↓

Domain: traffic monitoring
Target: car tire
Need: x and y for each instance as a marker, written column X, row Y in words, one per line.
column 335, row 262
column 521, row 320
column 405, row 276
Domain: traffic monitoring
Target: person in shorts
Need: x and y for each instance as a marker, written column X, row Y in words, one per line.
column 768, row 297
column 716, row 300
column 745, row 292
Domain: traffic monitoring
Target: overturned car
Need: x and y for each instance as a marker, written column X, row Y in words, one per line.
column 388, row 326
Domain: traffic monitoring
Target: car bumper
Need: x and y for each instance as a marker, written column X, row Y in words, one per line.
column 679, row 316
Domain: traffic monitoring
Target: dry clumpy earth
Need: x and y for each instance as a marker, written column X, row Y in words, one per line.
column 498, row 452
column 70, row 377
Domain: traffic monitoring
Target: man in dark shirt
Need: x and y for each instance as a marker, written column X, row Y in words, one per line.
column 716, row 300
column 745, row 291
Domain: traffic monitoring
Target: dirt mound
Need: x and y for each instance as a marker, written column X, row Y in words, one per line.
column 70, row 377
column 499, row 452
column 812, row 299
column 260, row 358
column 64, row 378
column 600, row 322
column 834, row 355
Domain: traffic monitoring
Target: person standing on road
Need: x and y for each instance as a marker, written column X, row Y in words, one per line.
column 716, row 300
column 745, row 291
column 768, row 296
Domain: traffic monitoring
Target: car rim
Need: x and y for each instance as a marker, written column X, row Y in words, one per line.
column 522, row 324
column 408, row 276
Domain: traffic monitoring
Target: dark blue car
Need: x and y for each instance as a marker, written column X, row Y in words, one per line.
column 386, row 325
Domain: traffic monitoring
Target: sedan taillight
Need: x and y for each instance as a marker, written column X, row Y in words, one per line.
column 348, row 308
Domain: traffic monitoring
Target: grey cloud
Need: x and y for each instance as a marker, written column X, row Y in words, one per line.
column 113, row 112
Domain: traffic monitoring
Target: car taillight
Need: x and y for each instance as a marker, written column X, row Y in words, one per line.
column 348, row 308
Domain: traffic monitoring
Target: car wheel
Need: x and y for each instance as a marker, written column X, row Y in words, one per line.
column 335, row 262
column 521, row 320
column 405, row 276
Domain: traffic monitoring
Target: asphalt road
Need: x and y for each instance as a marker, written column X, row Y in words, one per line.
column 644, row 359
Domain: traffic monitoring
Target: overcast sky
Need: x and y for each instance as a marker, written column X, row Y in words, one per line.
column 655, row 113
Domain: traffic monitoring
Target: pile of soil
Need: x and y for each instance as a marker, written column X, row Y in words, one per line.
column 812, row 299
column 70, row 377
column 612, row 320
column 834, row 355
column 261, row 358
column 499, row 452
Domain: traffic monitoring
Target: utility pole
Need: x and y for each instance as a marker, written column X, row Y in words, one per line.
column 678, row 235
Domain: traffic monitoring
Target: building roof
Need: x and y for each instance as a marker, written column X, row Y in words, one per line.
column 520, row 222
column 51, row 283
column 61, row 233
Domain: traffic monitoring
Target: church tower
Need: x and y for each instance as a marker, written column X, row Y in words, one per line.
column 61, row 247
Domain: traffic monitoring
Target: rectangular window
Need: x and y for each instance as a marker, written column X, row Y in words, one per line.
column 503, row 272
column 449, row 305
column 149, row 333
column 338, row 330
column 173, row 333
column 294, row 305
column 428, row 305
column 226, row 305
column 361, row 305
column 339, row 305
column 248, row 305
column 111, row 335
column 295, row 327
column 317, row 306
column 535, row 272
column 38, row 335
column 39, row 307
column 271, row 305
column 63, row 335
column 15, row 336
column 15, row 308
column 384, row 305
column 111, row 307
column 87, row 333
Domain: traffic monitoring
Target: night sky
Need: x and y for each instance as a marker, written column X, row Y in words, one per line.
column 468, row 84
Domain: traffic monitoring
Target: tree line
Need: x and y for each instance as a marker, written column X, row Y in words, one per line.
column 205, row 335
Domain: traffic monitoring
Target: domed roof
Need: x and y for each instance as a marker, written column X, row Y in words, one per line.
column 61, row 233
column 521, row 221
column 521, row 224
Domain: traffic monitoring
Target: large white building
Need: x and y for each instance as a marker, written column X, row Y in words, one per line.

↑

THE EXERCISE —
Rewrite the rows above from the start of the records through the line holding "column 408, row 276", inclusive, substituting "road surveillance" for "traffic monitoring". Leave everything else unchanged.

ANSWER TO THIS PROBLEM —
Domain: road surveillance
Target: car tire
Need: x and y for each instance as a marker, written column X, row Y in words, one per line.
column 335, row 262
column 521, row 320
column 405, row 276
Domain: road surveillance
Target: person in shorts
Need: x and y for each instance as a marker, written column X, row Y in words, one per line.
column 768, row 297
column 716, row 300
column 745, row 292
Domain: road surveillance
Target: overturned car
Need: x and y for each instance as a marker, written column X, row Y in words, one per line.
column 388, row 326
Domain: road surveillance
Target: car bumper
Need: x and y for each instance as a marker, written column X, row Y in words, one per line.
column 679, row 316
Domain: road surveillance
Target: dry clumpy earth
Need: x and y for each instance as a marker, written column X, row Y in words, one per line.
column 498, row 452
column 70, row 377
Domain: road surveillance
Target: man in dark shirt
Need: x and y for each instance as a marker, written column X, row Y in words, one per line.
column 716, row 300
column 745, row 291
Domain: road surveillance
Target: dirt mound
Need: x and y for each instance as a marker, written column X, row Y in words, one per line.
column 70, row 377
column 499, row 452
column 812, row 299
column 260, row 358
column 64, row 378
column 600, row 322
column 834, row 355
Domain: road surveillance
Target: person standing on road
Need: x and y for each instance as a marker, written column X, row Y in words, one per line.
column 716, row 300
column 745, row 291
column 768, row 296
Domain: road surveillance
Target: car rim
Need: x and y for each instance as a marker, written column X, row Y in words, one per line.
column 522, row 324
column 408, row 276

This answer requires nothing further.